Text block –
┌──

Published 11 Dec, 2023 07:49am

Security of energy supplies

Ensuring reliable and uninterrupted access to energy resources, including electricity, oil, and gas, is critical for the energy security of any country. In Pakistan, this issue is complex and involves various factors.

Pakistan’s vulnerability is evident from its dependence on imported petroleum products (80 per cent of local consumption), natural gas (30pc of local consumption), and LPG supplies (65pc of local consumption), even under constrained consumption levels.

The world has fully recognised that without sufficient energy, economic development is out of the question. The importance of energy supplies is evident in the number of wars fought to acquire them. The concentration of primary resources in specific geographic locations has been a major cause of conflicts over natural resources, as resource-rich nations are often politically, economically or diplomatically weaker or disadvantaged or forced to remain as such.

Despite having a significant young workforce, experts, and abundant natural resources such as minerals, agriculture, mountains, rivers, forests, and four seasons, Pakistan primarily relies on imported energy.

A logical strategy would be to first ensure sufficient supplies and then sustainability, given Pakistan’s low carbon footprint

Additionally, the country has a strategic location with a significant coastline of 1,046 km, but it is yet to harness this potential resource for energy production. Factors such as corruption and mismanagement in the energy sector, political instability, uncertainty, and environmental concerns such as climate change and air pollution play significant roles in creating the current energy crisis.

Instability, uncertainty and corruption have led to inflated costs for projects and contracts, as well as delays in implementation due to bureaucratic red tape. This has resulted in higher prices for consumers and lower returns on investment for private sector partners and affected the entire social-economic system of the country.

Another challenge is the increasing demand for energy due to population growth, urbanisation, and industrialisation. According to a report by the World Bank, Pakistan’s energy demand is projected to increase by 70pc by 2030, while supply is expected to grow by only 45pc. This imbalance could lead to further power shortages and blackouts, hurting economic growth and social welfare.

└──

Task 1 –
Answer these questions from the piece on Pakistan's energy security, one answer per line:
(a) What share of local consumption of petroleum products does Pakistan import?
(b) How long is Pakistan's coastline?
(c) According to the World Bank report, by what percentage is Pakistan's energy supply expected to grow by 2030?

Dataset rows –

┌──

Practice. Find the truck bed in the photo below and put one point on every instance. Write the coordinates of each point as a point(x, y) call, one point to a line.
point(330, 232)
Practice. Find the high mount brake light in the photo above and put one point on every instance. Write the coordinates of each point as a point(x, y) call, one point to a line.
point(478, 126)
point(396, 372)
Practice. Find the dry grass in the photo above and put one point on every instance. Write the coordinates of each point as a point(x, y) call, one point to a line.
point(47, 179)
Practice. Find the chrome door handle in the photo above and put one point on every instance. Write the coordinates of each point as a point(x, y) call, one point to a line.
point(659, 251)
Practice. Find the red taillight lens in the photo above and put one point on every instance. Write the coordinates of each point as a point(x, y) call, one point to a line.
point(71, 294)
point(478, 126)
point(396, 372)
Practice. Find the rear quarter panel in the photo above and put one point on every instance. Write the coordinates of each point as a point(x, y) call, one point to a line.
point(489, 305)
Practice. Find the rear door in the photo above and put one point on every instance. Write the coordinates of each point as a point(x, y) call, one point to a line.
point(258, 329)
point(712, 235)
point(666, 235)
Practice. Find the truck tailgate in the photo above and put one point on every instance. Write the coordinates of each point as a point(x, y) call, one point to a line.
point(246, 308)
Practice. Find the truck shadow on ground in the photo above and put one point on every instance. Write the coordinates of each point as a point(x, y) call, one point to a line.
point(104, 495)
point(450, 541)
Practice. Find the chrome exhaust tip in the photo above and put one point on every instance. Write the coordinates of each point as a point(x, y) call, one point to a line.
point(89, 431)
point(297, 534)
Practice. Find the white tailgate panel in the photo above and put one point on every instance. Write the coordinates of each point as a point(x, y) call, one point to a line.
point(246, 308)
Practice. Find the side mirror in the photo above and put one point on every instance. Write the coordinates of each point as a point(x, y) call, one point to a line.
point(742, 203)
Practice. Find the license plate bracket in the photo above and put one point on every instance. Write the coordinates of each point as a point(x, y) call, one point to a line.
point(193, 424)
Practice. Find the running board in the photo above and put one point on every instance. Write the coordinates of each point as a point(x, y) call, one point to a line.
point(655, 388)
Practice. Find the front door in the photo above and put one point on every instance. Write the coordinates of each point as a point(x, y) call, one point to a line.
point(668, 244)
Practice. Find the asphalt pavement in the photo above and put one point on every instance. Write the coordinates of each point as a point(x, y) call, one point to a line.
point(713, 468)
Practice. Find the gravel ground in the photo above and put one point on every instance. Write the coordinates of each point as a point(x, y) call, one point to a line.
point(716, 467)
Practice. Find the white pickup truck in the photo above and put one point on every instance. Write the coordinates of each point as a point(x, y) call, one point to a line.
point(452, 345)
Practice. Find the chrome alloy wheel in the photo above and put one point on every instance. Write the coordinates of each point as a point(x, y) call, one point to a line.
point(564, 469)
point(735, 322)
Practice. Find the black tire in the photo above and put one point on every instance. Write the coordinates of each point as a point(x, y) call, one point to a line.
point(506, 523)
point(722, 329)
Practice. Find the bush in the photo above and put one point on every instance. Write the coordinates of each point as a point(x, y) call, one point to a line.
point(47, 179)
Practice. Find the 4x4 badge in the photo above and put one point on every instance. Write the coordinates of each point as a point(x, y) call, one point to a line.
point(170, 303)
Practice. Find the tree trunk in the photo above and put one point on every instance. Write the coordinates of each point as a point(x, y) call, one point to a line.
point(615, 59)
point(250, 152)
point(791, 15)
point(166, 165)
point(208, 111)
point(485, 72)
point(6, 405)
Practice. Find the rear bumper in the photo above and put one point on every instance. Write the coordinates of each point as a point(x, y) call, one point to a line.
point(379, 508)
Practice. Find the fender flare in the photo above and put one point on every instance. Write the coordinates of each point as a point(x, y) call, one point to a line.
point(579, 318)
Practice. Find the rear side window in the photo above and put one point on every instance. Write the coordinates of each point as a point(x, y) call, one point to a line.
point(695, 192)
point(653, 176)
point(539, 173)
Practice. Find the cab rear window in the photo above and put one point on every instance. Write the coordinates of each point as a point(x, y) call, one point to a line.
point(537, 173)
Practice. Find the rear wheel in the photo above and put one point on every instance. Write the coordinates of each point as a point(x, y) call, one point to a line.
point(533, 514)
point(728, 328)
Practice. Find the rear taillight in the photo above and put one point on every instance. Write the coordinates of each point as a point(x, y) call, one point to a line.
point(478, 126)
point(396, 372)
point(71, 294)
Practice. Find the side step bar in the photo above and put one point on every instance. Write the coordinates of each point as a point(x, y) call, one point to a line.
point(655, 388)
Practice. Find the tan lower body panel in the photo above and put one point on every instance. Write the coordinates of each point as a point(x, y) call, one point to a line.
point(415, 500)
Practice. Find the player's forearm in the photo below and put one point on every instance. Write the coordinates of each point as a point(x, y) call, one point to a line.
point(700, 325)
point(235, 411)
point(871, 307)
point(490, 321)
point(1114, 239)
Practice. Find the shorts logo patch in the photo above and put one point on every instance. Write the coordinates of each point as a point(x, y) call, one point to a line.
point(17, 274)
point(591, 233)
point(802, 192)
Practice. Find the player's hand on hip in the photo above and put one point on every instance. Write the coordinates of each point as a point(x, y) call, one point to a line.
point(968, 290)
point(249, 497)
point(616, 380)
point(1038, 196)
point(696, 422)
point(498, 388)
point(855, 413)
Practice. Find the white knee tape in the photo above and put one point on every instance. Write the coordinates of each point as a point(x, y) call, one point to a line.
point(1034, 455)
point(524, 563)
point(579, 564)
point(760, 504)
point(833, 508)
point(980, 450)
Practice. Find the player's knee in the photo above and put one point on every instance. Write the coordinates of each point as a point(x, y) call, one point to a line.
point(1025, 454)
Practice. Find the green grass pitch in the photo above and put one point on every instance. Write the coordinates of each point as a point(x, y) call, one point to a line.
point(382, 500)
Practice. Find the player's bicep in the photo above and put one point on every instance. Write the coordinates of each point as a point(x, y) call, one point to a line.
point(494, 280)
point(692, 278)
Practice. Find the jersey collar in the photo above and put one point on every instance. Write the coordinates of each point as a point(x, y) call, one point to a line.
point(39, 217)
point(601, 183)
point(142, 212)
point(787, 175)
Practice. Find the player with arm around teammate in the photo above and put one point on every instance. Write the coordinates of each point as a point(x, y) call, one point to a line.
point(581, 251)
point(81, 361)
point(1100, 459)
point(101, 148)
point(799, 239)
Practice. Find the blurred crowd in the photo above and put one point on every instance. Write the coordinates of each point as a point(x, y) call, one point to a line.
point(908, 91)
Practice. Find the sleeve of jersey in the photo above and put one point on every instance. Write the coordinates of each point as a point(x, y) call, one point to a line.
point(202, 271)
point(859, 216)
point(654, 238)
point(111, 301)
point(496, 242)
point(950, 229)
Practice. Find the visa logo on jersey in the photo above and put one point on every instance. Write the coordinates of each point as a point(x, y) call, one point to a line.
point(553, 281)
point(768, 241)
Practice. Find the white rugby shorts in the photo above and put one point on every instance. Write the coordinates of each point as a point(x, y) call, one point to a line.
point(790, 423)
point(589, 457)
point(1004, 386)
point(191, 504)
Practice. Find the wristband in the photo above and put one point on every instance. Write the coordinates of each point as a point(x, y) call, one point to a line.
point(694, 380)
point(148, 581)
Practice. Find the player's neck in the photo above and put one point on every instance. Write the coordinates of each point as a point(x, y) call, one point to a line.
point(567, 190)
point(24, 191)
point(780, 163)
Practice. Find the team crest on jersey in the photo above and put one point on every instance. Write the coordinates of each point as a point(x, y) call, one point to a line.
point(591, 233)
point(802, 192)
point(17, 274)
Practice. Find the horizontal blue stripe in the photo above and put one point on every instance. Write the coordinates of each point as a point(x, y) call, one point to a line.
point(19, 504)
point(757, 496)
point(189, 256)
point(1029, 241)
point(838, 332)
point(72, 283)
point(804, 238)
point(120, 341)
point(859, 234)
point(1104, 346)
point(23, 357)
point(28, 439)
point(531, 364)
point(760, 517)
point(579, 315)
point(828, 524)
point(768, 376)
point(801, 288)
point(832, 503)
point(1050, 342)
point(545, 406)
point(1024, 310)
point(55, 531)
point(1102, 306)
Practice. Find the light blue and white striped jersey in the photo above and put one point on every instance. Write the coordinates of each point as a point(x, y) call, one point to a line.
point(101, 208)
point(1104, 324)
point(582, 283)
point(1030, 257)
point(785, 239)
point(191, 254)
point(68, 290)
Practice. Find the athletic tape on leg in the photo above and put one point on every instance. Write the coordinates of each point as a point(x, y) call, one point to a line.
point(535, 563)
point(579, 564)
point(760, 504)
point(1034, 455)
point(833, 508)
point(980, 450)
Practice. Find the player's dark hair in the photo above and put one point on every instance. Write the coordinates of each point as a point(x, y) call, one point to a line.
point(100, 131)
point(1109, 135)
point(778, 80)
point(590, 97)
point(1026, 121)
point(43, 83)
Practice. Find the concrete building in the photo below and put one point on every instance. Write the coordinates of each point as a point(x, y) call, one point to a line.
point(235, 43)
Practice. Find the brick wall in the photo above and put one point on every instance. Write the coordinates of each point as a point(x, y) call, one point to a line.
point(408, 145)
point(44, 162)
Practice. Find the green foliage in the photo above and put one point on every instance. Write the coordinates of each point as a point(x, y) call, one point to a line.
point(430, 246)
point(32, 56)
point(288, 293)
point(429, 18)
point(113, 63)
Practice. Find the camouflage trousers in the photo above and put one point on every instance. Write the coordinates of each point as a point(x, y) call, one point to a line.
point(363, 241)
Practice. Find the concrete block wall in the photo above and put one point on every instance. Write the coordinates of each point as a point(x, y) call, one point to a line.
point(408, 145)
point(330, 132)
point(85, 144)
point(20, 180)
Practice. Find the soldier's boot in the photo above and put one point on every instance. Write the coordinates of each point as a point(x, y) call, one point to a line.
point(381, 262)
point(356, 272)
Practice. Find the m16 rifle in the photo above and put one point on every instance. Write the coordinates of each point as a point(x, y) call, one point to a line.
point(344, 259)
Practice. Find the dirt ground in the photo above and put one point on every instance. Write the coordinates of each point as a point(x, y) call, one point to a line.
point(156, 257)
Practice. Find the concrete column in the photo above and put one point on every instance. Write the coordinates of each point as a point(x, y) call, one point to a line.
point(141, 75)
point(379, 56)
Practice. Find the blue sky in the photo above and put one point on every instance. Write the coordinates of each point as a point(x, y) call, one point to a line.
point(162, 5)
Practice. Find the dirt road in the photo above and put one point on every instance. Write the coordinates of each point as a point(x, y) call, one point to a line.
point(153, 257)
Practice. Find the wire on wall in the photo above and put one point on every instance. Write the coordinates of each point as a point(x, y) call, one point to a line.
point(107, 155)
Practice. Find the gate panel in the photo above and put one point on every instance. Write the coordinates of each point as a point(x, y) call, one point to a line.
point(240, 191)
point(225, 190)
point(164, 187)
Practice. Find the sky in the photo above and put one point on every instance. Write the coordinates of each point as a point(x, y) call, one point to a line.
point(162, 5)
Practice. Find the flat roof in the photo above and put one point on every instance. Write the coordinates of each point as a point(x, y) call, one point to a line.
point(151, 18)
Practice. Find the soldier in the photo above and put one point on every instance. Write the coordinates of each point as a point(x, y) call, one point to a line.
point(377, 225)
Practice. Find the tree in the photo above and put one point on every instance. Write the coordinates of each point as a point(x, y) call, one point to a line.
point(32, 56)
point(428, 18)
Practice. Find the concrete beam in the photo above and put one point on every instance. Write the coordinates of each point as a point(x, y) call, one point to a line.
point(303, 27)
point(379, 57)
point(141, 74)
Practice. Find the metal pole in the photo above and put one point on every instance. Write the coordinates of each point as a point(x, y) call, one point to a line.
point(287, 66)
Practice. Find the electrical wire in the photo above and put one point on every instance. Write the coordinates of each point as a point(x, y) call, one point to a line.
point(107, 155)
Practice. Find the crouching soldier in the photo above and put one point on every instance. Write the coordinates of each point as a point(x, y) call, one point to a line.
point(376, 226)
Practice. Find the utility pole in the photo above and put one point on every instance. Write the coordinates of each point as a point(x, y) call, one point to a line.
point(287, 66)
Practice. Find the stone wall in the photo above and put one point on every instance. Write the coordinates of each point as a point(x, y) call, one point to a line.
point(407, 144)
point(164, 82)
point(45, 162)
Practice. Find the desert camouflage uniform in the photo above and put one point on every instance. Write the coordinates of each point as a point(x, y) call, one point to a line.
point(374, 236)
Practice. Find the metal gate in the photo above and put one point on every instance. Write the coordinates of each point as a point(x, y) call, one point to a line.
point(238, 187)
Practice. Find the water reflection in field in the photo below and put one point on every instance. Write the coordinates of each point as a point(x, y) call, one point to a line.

└──

Task 2 –
Transcribe the rows without any changes, from the row line containing "Practice. Find the rear quarter" up to and including the row line containing "point(297, 534)".

Exercise response 1 –
(a) 80 per cent
(b) 1,046 km
(c) 45pc

Exercise response 2 –
Practice. Find the rear quarter panel in the photo above and put one point on every instance. Write the coordinates of each point as a point(x, y) call, one point to a line.
point(489, 305)
Practice. Find the rear door in the photo above and put one point on every instance. Write the coordinates of each point as a point(x, y) call, one point to a line.
point(258, 329)
point(712, 235)
point(666, 235)
Practice. Find the truck tailgate in the photo above and put one point on every instance. Write the coordinates of each point as a point(x, y) call, one point to a line.
point(246, 308)
Practice. Find the truck shadow on ground in the photo above and put one point on every instance. Write the coordinates of each point as a point(x, y) call, one point to a line.
point(104, 495)
point(450, 541)
Practice. Find the chrome exhaust tip in the photo above and put one point on every instance. Write the coordinates of each point as a point(x, y) call, one point to a line.
point(89, 431)
point(297, 534)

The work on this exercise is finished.